ОТРЫВОК ТЕКСТА>
◇ ◇ ◇ ◇ ◇ ◇ ◇

В-третьих, в 2010-е хиты главных звезд комедии недавнего прошлого остались позади: картины с Сетом Рогеном не выстреливали со времен «Соседей» в 2014-м; в том же году вышел последний кассово успешный фильм Бена Стиллера «Ночь в музее 3»; Адам Сэндлер и вовсе пропал из кинотеатров, перебравшись на малый экран Netflix.

показать
В свою очередь, причины этого кризиса довольно-таки прозрачны: американская кинокомедия попросту не смогла изобрести себя заново. В 2010-е главные комедиографы были слишком часто заняты на сиквелах: Джадд Апатоу снял «Немножко женаты», Бен Стиллер — «Образцового самца 2», Саша Барон Коэн — «Бората 2», Адам Маккей — «Телеведущего 2» (после чего ушел в оскаровские драмы), Тодд Филлипс — два новых «Мальчишника в Вегасе» (после чего снял совершенно некомедийного «Джокера»). Даже якобы оригинальные кинокомедии таковыми можно назвать лишь с натяжкой: «Та еще парочка» с Сетом Рогеном — очень близкое к первоисточнику переложение ромкомов нулевых на новый политический лад (в кадре тот же самый апатоуский импров, те же самые ироничные музыкальные номера, все те же бесконечные шутки про легкие наркотики); вышеупомянутый критический хит «Образование» — и вовсе практически покадровый ремейк классических «Суперперцев», где мальчиков заменили на девочек.

◇ ◇ ◇ ◇ ◇ ◇ ◇

ЗАДАНИЕ 1>
Какой фильм Бена Стиллера отрывок об американской кинокомедии называет его последним кассово успешным?
ЗАДАНИЕ 2>
Напишите продолжение отрывка об американской кинокомедии, начиная сразу после его последнего предложения.
Строки представляют собой отдельный материал, с отрывком не связанный.

ИСХОДНЫЕ ДАННЫЕ>
◇ ◇ ◇ ◇ ◇ ◇ ◇

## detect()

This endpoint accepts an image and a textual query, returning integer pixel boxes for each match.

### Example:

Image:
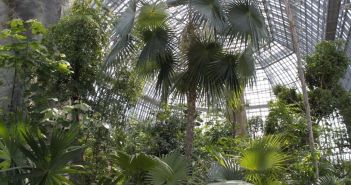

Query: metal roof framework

[105,0,351,158]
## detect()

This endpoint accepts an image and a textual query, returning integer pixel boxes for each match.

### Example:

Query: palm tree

[0,123,84,185]
[113,152,189,185]
[240,135,289,185]
[111,0,267,158]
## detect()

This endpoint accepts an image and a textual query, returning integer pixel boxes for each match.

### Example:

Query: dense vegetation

[0,0,351,185]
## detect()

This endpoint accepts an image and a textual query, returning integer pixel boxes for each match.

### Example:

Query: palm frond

[191,0,225,31]
[18,129,83,184]
[318,175,342,185]
[208,153,243,181]
[240,136,289,184]
[226,0,268,49]
[136,2,168,29]
[149,152,189,185]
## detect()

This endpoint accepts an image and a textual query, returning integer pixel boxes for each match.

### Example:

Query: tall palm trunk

[234,92,247,137]
[185,86,196,159]
[284,0,319,182]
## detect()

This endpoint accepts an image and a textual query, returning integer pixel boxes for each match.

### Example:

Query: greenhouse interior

[0,0,351,185]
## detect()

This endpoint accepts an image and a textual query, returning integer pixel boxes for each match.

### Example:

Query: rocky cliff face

[0,0,68,114]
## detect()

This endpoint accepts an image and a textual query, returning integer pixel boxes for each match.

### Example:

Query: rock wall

[0,0,68,115]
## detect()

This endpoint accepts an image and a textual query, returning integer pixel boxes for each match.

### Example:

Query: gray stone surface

[208,180,252,185]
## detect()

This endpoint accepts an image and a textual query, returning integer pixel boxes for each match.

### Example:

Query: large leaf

[18,128,83,184]
[136,3,168,29]
[149,152,189,185]
[240,136,289,184]
[226,0,268,49]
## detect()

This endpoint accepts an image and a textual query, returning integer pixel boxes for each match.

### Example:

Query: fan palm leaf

[18,126,83,185]
[240,136,289,184]
[149,152,189,185]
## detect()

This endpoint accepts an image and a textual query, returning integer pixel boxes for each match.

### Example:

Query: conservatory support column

[284,0,319,183]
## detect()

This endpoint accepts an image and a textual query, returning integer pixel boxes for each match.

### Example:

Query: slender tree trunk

[234,92,247,137]
[185,86,196,159]
[284,0,319,182]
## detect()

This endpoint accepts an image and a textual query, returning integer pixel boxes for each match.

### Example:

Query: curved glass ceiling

[105,0,351,158]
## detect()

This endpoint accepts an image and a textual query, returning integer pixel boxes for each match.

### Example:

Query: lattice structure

[105,0,351,159]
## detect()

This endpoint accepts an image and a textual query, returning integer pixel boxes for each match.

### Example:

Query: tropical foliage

[0,0,351,185]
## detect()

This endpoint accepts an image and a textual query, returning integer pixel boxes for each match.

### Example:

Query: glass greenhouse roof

[105,0,351,158]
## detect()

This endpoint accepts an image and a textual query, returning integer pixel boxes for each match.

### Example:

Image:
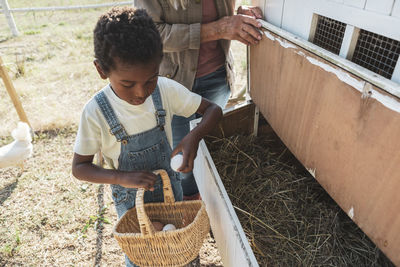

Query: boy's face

[95,59,160,105]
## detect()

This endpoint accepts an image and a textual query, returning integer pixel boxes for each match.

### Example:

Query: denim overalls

[95,85,182,266]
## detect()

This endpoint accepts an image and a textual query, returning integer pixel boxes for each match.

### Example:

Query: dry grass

[0,0,246,266]
[208,129,393,266]
[0,0,246,136]
[0,128,124,266]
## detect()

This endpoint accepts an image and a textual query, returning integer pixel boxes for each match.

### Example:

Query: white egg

[171,154,183,171]
[163,223,176,231]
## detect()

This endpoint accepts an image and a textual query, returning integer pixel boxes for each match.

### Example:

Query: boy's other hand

[118,171,157,191]
[171,133,200,173]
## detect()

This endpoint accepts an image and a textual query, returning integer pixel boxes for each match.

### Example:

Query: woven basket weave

[113,170,210,267]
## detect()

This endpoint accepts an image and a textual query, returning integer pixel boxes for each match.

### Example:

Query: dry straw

[207,133,393,266]
[113,170,210,267]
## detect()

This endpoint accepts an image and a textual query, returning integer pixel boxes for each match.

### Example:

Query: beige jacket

[135,0,235,90]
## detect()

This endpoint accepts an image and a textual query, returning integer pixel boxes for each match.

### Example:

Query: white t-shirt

[74,77,201,169]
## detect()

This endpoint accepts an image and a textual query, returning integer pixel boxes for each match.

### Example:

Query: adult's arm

[135,0,201,52]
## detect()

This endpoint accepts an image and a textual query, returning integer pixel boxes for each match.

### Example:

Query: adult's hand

[237,6,262,19]
[215,14,262,45]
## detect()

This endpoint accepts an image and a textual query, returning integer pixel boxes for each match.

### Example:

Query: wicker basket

[113,170,210,267]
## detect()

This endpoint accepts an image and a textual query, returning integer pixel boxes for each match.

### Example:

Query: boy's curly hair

[93,7,162,73]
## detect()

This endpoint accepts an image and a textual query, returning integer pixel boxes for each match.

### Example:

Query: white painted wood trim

[0,0,19,36]
[308,14,318,42]
[190,119,259,267]
[253,106,260,136]
[339,24,360,60]
[258,20,400,94]
[392,57,400,84]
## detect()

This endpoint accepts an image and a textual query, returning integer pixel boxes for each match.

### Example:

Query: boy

[72,8,222,266]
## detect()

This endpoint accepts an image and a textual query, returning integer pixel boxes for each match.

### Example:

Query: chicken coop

[192,0,400,266]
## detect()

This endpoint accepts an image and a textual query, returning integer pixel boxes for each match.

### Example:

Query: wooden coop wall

[250,27,400,265]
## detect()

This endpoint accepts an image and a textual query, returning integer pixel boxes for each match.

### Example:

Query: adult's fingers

[241,24,262,44]
[250,6,262,19]
[238,15,261,28]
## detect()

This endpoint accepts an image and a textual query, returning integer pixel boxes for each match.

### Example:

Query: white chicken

[0,122,33,169]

◇ ◇ ◇ ◇ ◇ ◇ ◇

ОТВЕТ 1>
«Ночь в музее 3», вышедший в 2014 году.

ОТВЕТ 2>
Заметим, что параллельно с кризисом кинокомедии стендап-комедия переживала бум: за последние десять лет Netflix успел выпустить больше спешлов, чем HBO — за последние пять десятилетий и больше, чем было показано за 30 лет эфира Comedy Central. При этом стендап-спешлы оказались гораздо более гибким, чем кино, форматом в интернет-эпоху: главный спешл десятилетия (выпущенный, что показательно, на Netflix) — «Нанетт» комедиантки Ханны Гэдсби не получится назвать иначе, как манифестом современности, — со всеми ее достоинствами и недостатками. «Нанетт» — это более актуальная история об идентичности, патриархате, феминизме и сексуальном насилии, чем любая попытка сыграть на этих темах в нынешнем Голливуде.

Если и остались в американском кино комедиографы, способные предложить что-то новое, острое и невиданное — то лишь в независимой сфере. Пьюдипай не первым заменил разговорную комедию юмором неловкого монтажа — это было изобретение Тима Хайдекера и Эрика Верхайма, создателей эпохального «Клевого шоу Тима и Эрика» и первопроходцев, преодолевших дорогу из интернет-юмора в культурный мейнстрим. В 2010-е они выпустили две кинокомедии: выглядящие необязательным спешлом скетч-шоу (но все равно более смешное, чем большинство конкурентов) «Фильм на миллиард долларов Тима и Эрика» и спин-офф мемной метавселенной вебкаста «О кино», высмеивающий трампизм «Мистер Америка».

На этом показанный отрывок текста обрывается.